Exercise directions:
Rewrite the items below, changing every "in this photo" to "in this image" and leaving everything else as it is. Don't include the pictures.

Provided records:
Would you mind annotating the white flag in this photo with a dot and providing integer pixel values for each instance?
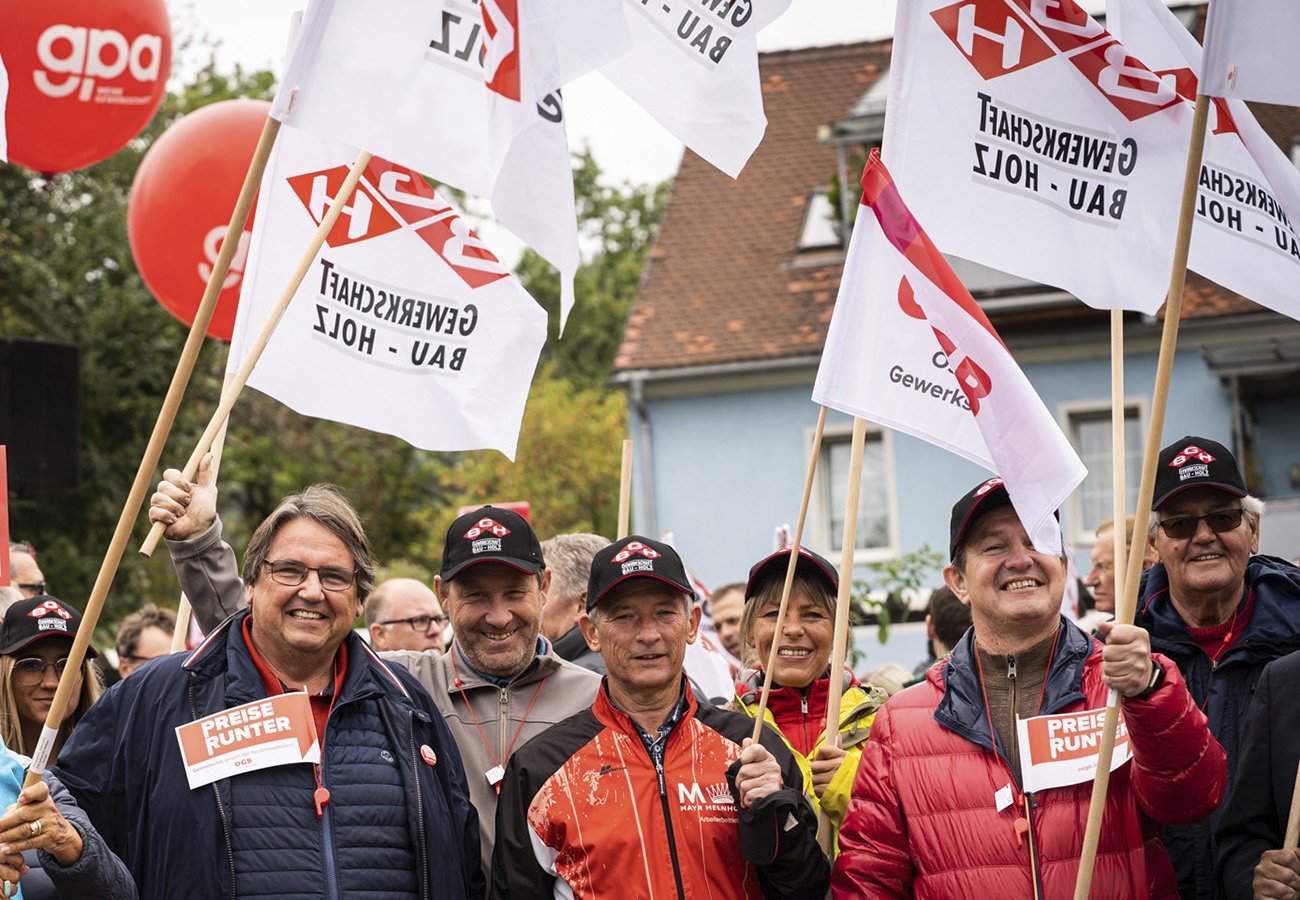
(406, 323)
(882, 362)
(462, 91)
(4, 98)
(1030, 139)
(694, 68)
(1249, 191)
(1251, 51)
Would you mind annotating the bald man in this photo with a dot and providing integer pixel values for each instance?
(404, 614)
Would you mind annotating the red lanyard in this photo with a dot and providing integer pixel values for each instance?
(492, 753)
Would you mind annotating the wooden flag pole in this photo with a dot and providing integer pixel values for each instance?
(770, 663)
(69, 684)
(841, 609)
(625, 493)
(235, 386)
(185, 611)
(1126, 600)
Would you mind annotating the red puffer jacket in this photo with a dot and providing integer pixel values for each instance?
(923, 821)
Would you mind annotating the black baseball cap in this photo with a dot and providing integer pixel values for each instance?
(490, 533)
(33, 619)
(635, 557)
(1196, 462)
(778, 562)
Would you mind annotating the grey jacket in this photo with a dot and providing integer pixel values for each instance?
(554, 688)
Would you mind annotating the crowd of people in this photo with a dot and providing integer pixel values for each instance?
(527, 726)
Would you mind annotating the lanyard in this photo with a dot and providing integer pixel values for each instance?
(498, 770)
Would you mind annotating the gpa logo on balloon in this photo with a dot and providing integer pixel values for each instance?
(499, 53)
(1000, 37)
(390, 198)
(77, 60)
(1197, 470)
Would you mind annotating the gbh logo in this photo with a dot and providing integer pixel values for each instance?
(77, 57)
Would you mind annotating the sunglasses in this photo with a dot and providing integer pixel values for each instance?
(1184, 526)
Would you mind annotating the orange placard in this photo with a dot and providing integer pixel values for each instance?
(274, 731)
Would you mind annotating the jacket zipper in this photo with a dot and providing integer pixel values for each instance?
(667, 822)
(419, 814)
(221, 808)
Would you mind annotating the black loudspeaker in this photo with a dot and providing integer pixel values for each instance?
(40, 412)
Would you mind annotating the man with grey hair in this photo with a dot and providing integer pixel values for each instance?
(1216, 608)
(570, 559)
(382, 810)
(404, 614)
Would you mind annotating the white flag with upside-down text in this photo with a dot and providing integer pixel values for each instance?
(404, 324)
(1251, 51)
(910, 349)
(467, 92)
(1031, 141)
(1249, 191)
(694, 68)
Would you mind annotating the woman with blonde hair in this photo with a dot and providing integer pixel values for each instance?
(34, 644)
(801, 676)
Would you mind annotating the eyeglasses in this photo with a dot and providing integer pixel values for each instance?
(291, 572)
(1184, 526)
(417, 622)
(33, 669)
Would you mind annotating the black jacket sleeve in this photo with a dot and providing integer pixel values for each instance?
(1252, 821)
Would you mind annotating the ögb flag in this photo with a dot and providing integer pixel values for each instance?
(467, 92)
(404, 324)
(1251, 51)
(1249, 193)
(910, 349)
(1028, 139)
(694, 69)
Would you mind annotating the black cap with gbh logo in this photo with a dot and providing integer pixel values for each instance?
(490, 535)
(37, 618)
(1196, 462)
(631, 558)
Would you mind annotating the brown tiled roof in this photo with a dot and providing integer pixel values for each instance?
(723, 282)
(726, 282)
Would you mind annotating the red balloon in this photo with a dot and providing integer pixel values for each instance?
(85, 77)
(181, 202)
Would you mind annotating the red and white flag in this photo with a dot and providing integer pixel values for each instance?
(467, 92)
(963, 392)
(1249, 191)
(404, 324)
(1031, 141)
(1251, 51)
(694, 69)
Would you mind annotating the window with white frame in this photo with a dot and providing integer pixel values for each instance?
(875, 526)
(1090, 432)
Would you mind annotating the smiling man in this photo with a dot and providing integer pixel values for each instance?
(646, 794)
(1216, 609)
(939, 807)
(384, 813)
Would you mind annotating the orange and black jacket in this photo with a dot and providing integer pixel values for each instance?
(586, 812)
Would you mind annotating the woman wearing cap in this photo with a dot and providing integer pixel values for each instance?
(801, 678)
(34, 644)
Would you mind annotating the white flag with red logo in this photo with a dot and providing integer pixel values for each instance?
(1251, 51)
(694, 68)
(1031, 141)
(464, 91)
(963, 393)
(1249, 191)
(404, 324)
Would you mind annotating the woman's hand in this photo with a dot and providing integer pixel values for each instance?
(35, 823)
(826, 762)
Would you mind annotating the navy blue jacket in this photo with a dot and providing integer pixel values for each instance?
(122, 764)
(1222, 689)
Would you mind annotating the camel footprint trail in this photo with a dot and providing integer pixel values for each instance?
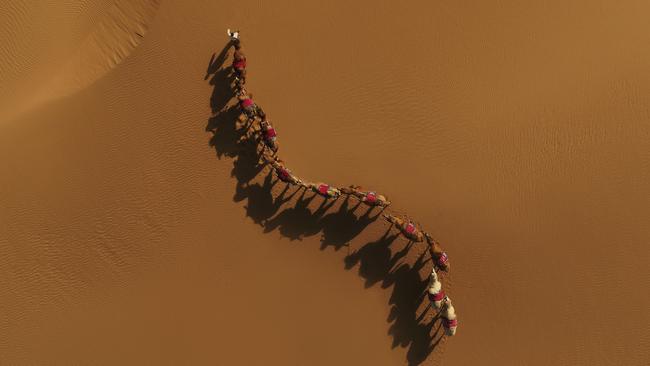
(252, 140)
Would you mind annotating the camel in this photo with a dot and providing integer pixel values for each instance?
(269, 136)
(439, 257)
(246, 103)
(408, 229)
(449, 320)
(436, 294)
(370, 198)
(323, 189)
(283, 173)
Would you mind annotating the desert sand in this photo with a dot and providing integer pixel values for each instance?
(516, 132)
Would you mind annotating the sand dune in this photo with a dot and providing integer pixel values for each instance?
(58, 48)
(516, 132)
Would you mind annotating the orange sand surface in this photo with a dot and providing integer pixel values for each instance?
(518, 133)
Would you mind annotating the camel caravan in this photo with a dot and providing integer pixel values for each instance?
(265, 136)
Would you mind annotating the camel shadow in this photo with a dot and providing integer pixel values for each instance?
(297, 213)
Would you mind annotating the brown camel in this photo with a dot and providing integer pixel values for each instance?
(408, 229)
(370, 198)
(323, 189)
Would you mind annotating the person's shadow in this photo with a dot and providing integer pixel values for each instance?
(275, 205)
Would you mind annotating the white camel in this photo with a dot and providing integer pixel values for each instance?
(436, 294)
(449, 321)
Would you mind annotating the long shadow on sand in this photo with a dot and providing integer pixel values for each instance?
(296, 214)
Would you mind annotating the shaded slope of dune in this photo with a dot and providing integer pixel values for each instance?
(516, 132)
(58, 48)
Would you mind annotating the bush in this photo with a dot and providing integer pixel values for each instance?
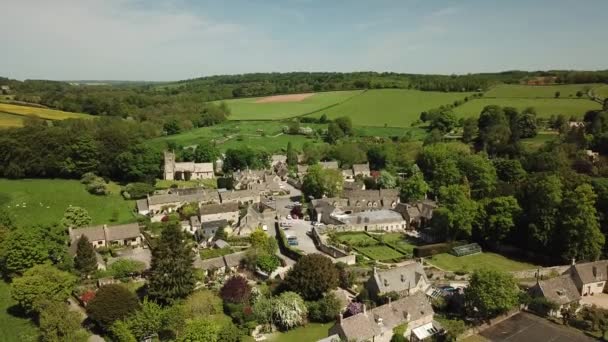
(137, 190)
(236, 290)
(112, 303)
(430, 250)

Written response:
Would you mind annotating the white flag in this image with a dot and providing integer pixel values for each instance?
(406, 323)
(882, 362)
(462, 91)
(4, 98)
(1030, 139)
(694, 68)
(1249, 191)
(1251, 51)
Would you mind annotating the bald man in this image with a dot and providing integer pixel values for each instance?
(404, 614)
Would you mind annotating the red lanyard in this image with a dot and providing integer pixel values for each instance?
(492, 753)
Would you mind annotating the wooden flag pole in this image with a dot and providing integer pixel values for each instance?
(770, 663)
(69, 684)
(841, 609)
(625, 493)
(235, 386)
(185, 611)
(1126, 600)
Would you mind annotating the red puffer jacket in this image with a dot and providing integer pixel values for each instance?
(923, 821)
Would you mind annotating the black baseball cap in this image with a dot and providing integer pixel values for each instance?
(490, 533)
(33, 619)
(635, 557)
(1196, 462)
(778, 562)
Would you mind annotating the grey jacket in this image with a dot and providing integer pixel values for each instance?
(554, 688)
Would you mind annotating the crowd of people in this image with a dot and providing integer pixel values for each instance?
(527, 726)
Would you mind annotating the lanyard in this image with a dot and providing integer pixel values for each instance?
(498, 770)
Would you mind annotating the gpa logo on balloon in this image with a dot and providing integer pixel values for each instance?
(499, 53)
(1000, 37)
(390, 198)
(77, 60)
(1197, 470)
Would you mind annotating the gbh logo in this image with a dot and providing integer pixel values for each instance?
(77, 57)
Would you mind annotating the sunglasses in this image with a dot and providing integer pixel values for each instance?
(1184, 526)
Would you mind annotating the orange placard in this image with a dot and providing integer pixel values for each instance?
(274, 731)
Would you mind annotating the jacket zipper in this image with a dot and providing integer pixel values for each instance?
(667, 822)
(419, 814)
(221, 808)
Would you mind annotating the black loudspeaker in this image with a dot and providing integer pixel values for each instance?
(40, 412)
Would you mind annotating the man with grey hair in this image with a dot and providing integer pixel values for each instance?
(1216, 608)
(570, 559)
(382, 810)
(404, 614)
Would you mind annotating the white flag with upside-down text in this image with a dot and providing integer pixel values for each instance?
(404, 324)
(1251, 51)
(910, 349)
(467, 92)
(1031, 141)
(1249, 191)
(694, 68)
Would you mind annotating the woman with blonde hair in this image with a dot and providing integer pixel values for each instance?
(34, 644)
(801, 676)
Would you mind annotating the eyeglasses in this image with a dot and providing integer pixel values for each instance?
(291, 572)
(1184, 526)
(417, 622)
(33, 669)
Would you mind annotating the black jacket sleeve in this image with a dot and providing integer pixel values for each instance?
(1252, 821)
Would you mind annotating the ögb flag in this image with a dot and providing integer pixel values for each instance?
(467, 92)
(404, 324)
(1251, 51)
(1249, 193)
(910, 349)
(1028, 139)
(694, 69)
Would you mind annotating the black cap with gbh logo in this image with a dot and providing integer pixel values for each instance?
(490, 535)
(37, 618)
(1196, 462)
(631, 558)
Would you mind annotating the brown tiled roof in this image with a dot and providing integer pixel values for each instance?
(723, 282)
(726, 282)
Would you mind annotating the red balloon in this image with a dot and providing integer pixel values for each instance?
(85, 77)
(181, 202)
Would you mind annotating the red and white flag in this image with a dot and providing integer pixel values for each instance?
(467, 92)
(963, 392)
(1249, 191)
(404, 324)
(1031, 141)
(1251, 51)
(694, 69)
Would you mind annotating the window with white frame in this image with a dot and providing integer pixel values for each instance?
(875, 526)
(1090, 432)
Would you mind annotating the smiling man in this image with a dot and providing integer pixel values for each instance?
(646, 794)
(1216, 609)
(939, 807)
(384, 813)
Would you mind annotating the orange and black jacket in this image with a dot and providing integer pixel values for each instance?
(586, 812)
Would you mind annotating the woman wearing cap in this image with a dot and providing integer pixel values for each instance?
(801, 678)
(34, 644)
Would you mind annotating the white flag with red logo in this image with a dot and providing integer pixel values for each instance?
(1251, 51)
(694, 68)
(1031, 141)
(464, 91)
(963, 393)
(1249, 191)
(404, 324)
Would you mind annotating the woman's hand in this image with a dot and providing integer pixel values for each instance?
(35, 823)
(826, 762)
Would you mind annotating the navy blue jacket in this image with a dot and providing integer pixel values for each instance?
(122, 764)
(1222, 689)
Would you mind annotating the camel footprint trail in this image with a dot and providing integer pixel values for each instance?
(252, 140)
Would you mind annotating the camel in this image with a dot and providing integer pixel values for each instance?
(269, 136)
(439, 257)
(246, 103)
(408, 229)
(449, 320)
(436, 294)
(370, 198)
(323, 189)
(283, 173)
Would you mind annotating the desert sand in this image with a dot and providing integer pixel values for each instance?
(516, 132)
Would you mind annotating the sand dune in this image with a dot and providing integer pixel values for each instance?
(58, 48)
(516, 132)
Would you mind annotating the orange sand surface in this image with a dot and providing integer pixel values for each instance?
(518, 133)
Would you mind annotating the camel caravan in this image with a dot and providing integer pixel values for each instance?
(265, 136)
Would you mind annotating the camel shadow in this image with a dot and providing integer pixel values for each instance?
(297, 213)
Would you mind annotating the brown camel in this image with a dot and providing integer pixel values for each instance?
(408, 229)
(370, 198)
(323, 189)
Would you mind annotating the person's shadow in this image with a dot and providing integer pixel values for each instance?
(275, 205)
Would you mind annotating the white camel in this image with a dot and providing integer pixel values for each instance?
(436, 294)
(449, 321)
Would you mind annotating the long shadow on sand in this image with a dot and providing integer pixel values for each instance?
(296, 214)
Would you mind annotating the shaded slope of dune in this image with a dot and providing integer pixel values for each instance?
(516, 132)
(58, 48)
Would you mind annotating the bush in this image with a dot and providing integer pixel values for each instance?
(137, 190)
(236, 290)
(112, 303)
(430, 250)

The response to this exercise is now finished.